*INPUT RECORDS:*
-- BEGIN --
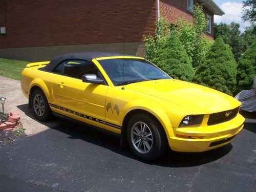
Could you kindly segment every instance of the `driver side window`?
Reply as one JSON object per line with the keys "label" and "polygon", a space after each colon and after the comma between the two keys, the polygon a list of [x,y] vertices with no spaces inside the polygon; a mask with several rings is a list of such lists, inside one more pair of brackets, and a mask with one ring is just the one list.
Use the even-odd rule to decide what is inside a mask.
{"label": "driver side window", "polygon": [[59,63],[53,71],[59,75],[81,79],[82,75],[99,75],[98,69],[92,62],[85,60],[67,60]]}

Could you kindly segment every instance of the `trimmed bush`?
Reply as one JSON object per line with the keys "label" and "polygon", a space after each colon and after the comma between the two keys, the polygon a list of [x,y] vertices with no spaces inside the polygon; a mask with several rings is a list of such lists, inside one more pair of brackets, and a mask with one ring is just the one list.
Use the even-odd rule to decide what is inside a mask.
{"label": "trimmed bush", "polygon": [[176,35],[170,35],[158,51],[158,57],[153,60],[171,77],[191,81],[194,71],[186,50]]}
{"label": "trimmed bush", "polygon": [[236,90],[236,75],[237,63],[231,49],[218,37],[203,58],[194,81],[232,95]]}
{"label": "trimmed bush", "polygon": [[246,50],[238,61],[237,92],[253,89],[254,77],[256,76],[256,42]]}

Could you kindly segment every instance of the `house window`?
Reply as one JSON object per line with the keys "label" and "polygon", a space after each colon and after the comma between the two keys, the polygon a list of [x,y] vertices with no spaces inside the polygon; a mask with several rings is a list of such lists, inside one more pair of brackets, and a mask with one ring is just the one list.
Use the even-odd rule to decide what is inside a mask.
{"label": "house window", "polygon": [[194,0],[187,0],[187,9],[188,11],[193,12]]}
{"label": "house window", "polygon": [[211,33],[211,17],[207,15],[206,19],[207,19],[206,32],[208,33]]}

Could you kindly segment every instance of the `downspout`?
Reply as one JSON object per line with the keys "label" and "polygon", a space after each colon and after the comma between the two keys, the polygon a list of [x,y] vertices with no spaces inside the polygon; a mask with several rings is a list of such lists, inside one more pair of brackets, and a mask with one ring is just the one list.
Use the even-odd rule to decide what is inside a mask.
{"label": "downspout", "polygon": [[210,3],[211,0],[208,0],[208,1],[206,1],[205,3],[204,3],[203,4],[200,4],[199,5],[204,5],[204,4],[208,4]]}
{"label": "downspout", "polygon": [[160,20],[160,3],[159,0],[157,0],[157,22]]}

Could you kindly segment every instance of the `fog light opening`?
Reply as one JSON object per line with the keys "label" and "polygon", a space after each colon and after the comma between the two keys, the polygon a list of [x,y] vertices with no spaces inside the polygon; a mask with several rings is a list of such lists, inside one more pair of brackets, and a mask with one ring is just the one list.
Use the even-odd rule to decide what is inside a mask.
{"label": "fog light opening", "polygon": [[176,136],[182,139],[203,139],[204,136],[195,136],[176,134]]}

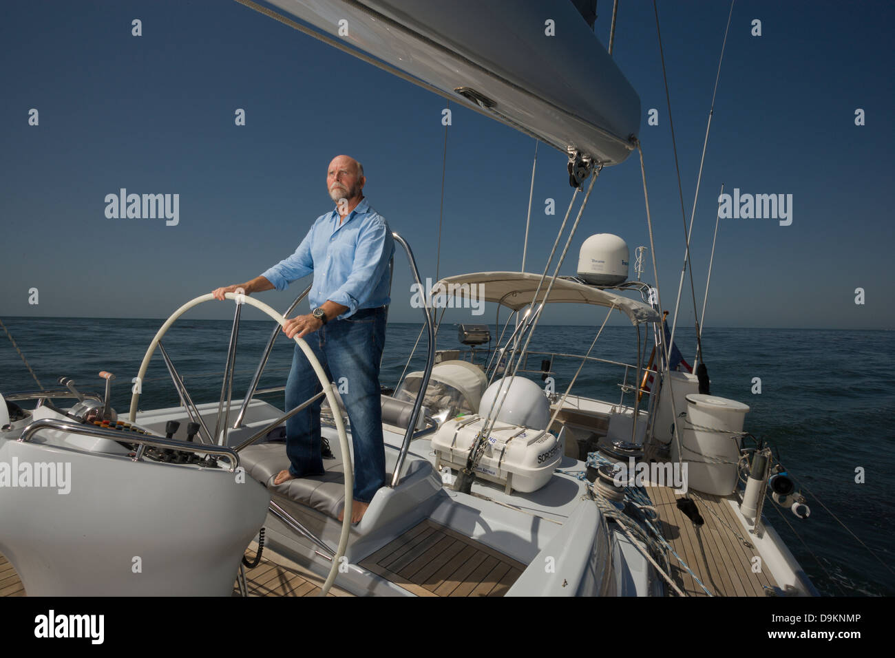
-- END --
*TASK DETAILS:* From the items above, pull out every line that contains the word "downspout".

*TASK OUTPUT:*
Could you kindly segment every instance of the `downspout`?
{"label": "downspout", "polygon": [[210,3],[211,0],[208,0],[208,1],[206,1],[205,3],[204,3],[203,4],[200,4],[199,5],[204,5],[204,4],[208,4]]}
{"label": "downspout", "polygon": [[160,20],[160,3],[159,0],[157,0],[157,22]]}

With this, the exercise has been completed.